DATA SHOWN
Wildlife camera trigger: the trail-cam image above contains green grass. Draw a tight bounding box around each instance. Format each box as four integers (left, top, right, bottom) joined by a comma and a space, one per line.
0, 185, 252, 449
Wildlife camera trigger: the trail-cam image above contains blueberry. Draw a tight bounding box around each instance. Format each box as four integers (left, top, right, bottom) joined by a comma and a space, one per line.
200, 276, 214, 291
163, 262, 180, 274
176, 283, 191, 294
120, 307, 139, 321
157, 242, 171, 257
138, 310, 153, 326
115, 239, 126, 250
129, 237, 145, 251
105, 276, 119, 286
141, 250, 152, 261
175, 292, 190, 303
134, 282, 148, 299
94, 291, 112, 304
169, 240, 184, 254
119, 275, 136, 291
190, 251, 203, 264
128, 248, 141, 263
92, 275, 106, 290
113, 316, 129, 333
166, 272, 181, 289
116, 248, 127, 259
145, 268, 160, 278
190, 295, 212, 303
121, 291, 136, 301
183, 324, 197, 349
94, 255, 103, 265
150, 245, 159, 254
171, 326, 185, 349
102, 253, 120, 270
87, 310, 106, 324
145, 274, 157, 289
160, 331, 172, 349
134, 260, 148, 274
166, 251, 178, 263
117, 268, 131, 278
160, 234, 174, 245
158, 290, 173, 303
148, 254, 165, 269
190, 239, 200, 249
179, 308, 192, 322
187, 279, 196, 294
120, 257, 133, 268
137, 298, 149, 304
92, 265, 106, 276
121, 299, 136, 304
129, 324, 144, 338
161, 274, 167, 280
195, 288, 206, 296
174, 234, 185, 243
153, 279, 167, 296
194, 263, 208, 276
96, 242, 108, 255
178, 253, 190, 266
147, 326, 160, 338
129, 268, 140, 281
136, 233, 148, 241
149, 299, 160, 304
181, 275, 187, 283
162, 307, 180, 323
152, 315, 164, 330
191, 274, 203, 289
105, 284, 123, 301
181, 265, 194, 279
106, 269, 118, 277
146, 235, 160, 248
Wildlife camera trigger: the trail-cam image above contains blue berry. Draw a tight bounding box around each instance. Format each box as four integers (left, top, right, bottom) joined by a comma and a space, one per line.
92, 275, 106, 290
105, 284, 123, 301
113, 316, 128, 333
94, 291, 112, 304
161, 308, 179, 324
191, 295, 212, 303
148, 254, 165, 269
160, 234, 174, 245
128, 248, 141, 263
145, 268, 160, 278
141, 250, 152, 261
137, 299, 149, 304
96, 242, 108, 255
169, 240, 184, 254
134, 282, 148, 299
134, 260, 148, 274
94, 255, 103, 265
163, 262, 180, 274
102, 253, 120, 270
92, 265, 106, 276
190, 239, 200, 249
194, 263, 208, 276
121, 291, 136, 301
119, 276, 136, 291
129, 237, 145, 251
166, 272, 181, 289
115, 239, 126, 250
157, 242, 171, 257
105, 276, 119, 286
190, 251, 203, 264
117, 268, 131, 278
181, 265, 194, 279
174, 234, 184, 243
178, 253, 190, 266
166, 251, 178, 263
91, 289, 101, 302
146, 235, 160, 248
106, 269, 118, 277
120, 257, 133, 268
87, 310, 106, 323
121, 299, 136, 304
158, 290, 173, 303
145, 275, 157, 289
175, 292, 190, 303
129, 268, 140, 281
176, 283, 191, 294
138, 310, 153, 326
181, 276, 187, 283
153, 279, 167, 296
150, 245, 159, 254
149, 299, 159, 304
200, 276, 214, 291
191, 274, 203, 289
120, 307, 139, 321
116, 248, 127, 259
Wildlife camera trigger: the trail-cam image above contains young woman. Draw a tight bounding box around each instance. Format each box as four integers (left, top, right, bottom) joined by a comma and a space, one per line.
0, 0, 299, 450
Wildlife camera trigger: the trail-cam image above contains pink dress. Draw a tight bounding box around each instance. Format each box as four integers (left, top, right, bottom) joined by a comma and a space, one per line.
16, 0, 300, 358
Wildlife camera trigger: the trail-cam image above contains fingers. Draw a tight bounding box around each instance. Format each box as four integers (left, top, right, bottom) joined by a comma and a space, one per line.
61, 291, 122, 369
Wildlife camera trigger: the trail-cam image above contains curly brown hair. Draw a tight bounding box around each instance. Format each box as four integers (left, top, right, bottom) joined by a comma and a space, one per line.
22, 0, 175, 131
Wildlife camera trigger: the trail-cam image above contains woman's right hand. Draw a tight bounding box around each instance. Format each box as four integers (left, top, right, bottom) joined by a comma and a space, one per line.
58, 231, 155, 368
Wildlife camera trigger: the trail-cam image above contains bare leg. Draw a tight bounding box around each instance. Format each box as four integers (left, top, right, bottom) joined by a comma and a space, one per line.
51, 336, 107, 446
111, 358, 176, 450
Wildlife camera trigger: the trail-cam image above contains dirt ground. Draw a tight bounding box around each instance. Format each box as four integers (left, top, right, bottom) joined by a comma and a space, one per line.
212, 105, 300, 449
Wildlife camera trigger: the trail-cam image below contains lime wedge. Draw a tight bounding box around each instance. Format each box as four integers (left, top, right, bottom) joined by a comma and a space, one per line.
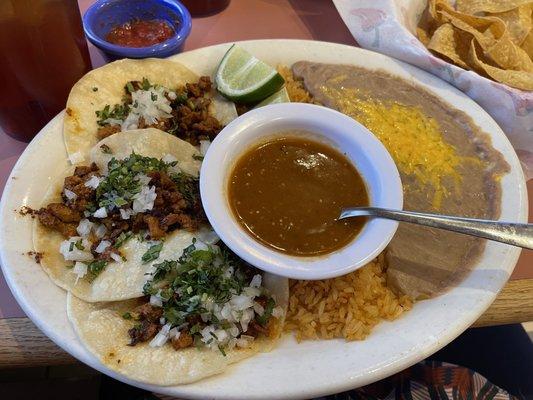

TO DO
Set down each entry above word for word, without its pictures.

EXERCISE SOLUTION
Wildlife camera trigger: the trail-cam image above contains green grass. Draw a tight bounding box around each instance. Format each box as four integers (left, top, right, bottom) joined by a comma and a space, one per line.
0, 185, 252, 449
Wildlife camera trigger: the trail-cam image above contains blueberry. Draw a tight bounding box around each instance. Format each box as four integers (left, top, right, bottom) joined by a comma and a space, one per line.
200, 276, 214, 291
163, 262, 180, 274
176, 283, 191, 294
120, 307, 139, 321
157, 242, 171, 257
138, 310, 153, 326
115, 239, 126, 250
129, 237, 145, 251
105, 276, 119, 286
141, 250, 152, 261
175, 292, 190, 303
134, 282, 148, 299
94, 291, 112, 304
169, 240, 184, 254
119, 275, 136, 291
190, 251, 203, 264
128, 248, 141, 263
92, 275, 106, 290
113, 316, 129, 333
166, 272, 181, 289
116, 248, 127, 259
145, 268, 160, 278
190, 295, 212, 303
121, 291, 136, 301
183, 324, 197, 349
94, 255, 103, 265
150, 245, 159, 254
171, 326, 185, 349
102, 253, 120, 270
87, 310, 106, 324
145, 274, 157, 289
160, 331, 172, 349
134, 260, 148, 274
166, 251, 178, 263
117, 268, 131, 278
160, 234, 174, 245
158, 290, 173, 303
148, 254, 165, 269
190, 239, 200, 249
179, 308, 192, 322
187, 279, 196, 294
120, 257, 133, 268
137, 298, 149, 304
92, 265, 106, 276
121, 299, 136, 304
129, 324, 144, 338
161, 274, 167, 280
195, 288, 206, 296
174, 234, 185, 243
153, 279, 167, 296
194, 263, 208, 276
96, 242, 108, 255
178, 253, 190, 266
147, 326, 160, 338
129, 268, 140, 281
136, 233, 148, 241
149, 299, 160, 304
181, 275, 187, 283
162, 307, 180, 323
152, 315, 164, 330
191, 274, 203, 289
105, 284, 123, 301
181, 265, 194, 279
106, 269, 118, 277
146, 235, 160, 248
Wildlife camera trigger: the trail-cam image above contains blue berry. Draw a tight bounding box around each instance. Format each box as four integers (left, top, right, bottom) joined by a comma and a space, one per line.
92, 275, 106, 290
105, 284, 123, 301
113, 316, 128, 333
94, 291, 112, 304
161, 308, 179, 324
191, 295, 212, 303
148, 254, 165, 269
160, 234, 174, 245
128, 248, 141, 263
145, 268, 160, 278
141, 250, 152, 261
137, 299, 149, 304
96, 242, 108, 255
169, 240, 184, 254
134, 282, 148, 299
134, 260, 148, 274
94, 255, 103, 265
163, 262, 180, 274
102, 253, 120, 270
92, 265, 106, 276
190, 239, 200, 249
194, 263, 208, 276
121, 291, 136, 301
119, 276, 136, 291
129, 237, 145, 251
166, 272, 181, 289
115, 239, 126, 250
157, 242, 171, 257
105, 276, 119, 286
190, 251, 203, 264
117, 268, 131, 278
181, 265, 194, 279
174, 234, 184, 243
178, 253, 190, 266
166, 251, 178, 263
91, 289, 101, 302
146, 235, 160, 248
106, 269, 118, 277
120, 257, 133, 268
87, 310, 106, 323
121, 299, 136, 304
158, 290, 173, 303
145, 275, 157, 289
175, 292, 190, 303
129, 268, 140, 281
176, 283, 191, 294
138, 310, 153, 326
181, 276, 187, 283
153, 279, 167, 296
150, 245, 159, 254
149, 299, 159, 304
200, 276, 214, 291
191, 274, 203, 289
120, 307, 139, 321
116, 248, 127, 259
Wildlife camera trigger: the trail-cam image above contains young woman. Draw a tight bounding box around each instance. Format each box as four integers (left, top, right, bottom) joined by a comma and a space, one per line.
0, 0, 299, 450
Wildlife camera trigger: the trail-cam image above contains pink dress. Draw a tight bounding box around each instance. Format each box as four integers (left, top, right, bottom) joined by a comma and a space, one per line.
16, 0, 300, 358
Wildlife camera trigger: the trail-cam image above contains fingers. Draw a tight bounding box around each instance. Format each box as four integers (left, top, right, bottom) joined by a comma and a space, one per line.
61, 291, 122, 369
Wildlife camera trigger: the trail-cam image above contains curly brown hair. Draw a tight bounding box around each instance. Format each box as four integers (left, top, right, bottom) joined by a comma and a space, one per line.
22, 0, 175, 131
Wildlife camera trigger: the trail-cam image above contains woman's right hand. Draw a tight bounding box around each instance. Format each box as four integers (left, top, right, bottom) joined by a comma and a space, one per line.
58, 231, 155, 368
Wildlife camera trigger: the trail-cam image above contains bare leg. Draw a tight bounding box around each instance. Format each box as four integers (left, top, right, bottom) joined by a comma and a space, one per line.
51, 336, 107, 446
111, 358, 176, 450
Wildlife camera trigger: the trail-cam image above contains dirt ground. Draw a tight bounding box around each instance. Format each box as four integers (left, top, right, bottom) joined by a comma and a space, one per line.
212, 105, 300, 449
Wildlife camera trigger: the trail-cam image below contains lime wedge. Draw a tight bounding box around each instance. Format each box as four integers (left, top, right, bottom) joined by a comma and a space, one per line.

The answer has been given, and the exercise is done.